Task to carry out: Can you render every line below as a Markdown table with the columns Row and Line text, numbering each line in order and leaving out any blank lines?

* begin Supplied records *

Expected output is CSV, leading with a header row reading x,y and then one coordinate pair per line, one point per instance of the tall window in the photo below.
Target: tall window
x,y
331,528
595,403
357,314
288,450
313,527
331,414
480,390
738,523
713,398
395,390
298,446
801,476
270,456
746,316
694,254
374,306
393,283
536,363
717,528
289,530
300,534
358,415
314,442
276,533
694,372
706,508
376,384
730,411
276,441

* end Supplied records *

Solution for this exercise:
| Row | Line text |
|---|---|
| 1 | Expected output is CSV, leading with a header row reading x,y and then one coordinate pair per line, one point per instance of the tall window in the photo below. |
| 2 | Target: tall window |
| 3 | x,y |
| 4 | 331,528 |
| 5 | 595,403 |
| 6 | 357,314 |
| 7 | 288,450 |
| 8 | 313,527 |
| 9 | 331,414 |
| 10 | 480,390 |
| 11 | 738,523 |
| 12 | 713,398 |
| 13 | 395,390 |
| 14 | 298,446 |
| 15 | 801,476 |
| 16 | 270,456 |
| 17 | 746,316 |
| 18 | 694,254 |
| 19 | 374,306 |
| 20 | 393,283 |
| 21 | 536,363 |
| 22 | 717,528 |
| 23 | 289,530 |
| 24 | 300,534 |
| 25 | 358,415 |
| 26 | 314,442 |
| 27 | 276,533 |
| 28 | 694,372 |
| 29 | 706,508 |
| 30 | 376,384 |
| 31 | 730,411 |
| 32 | 276,441 |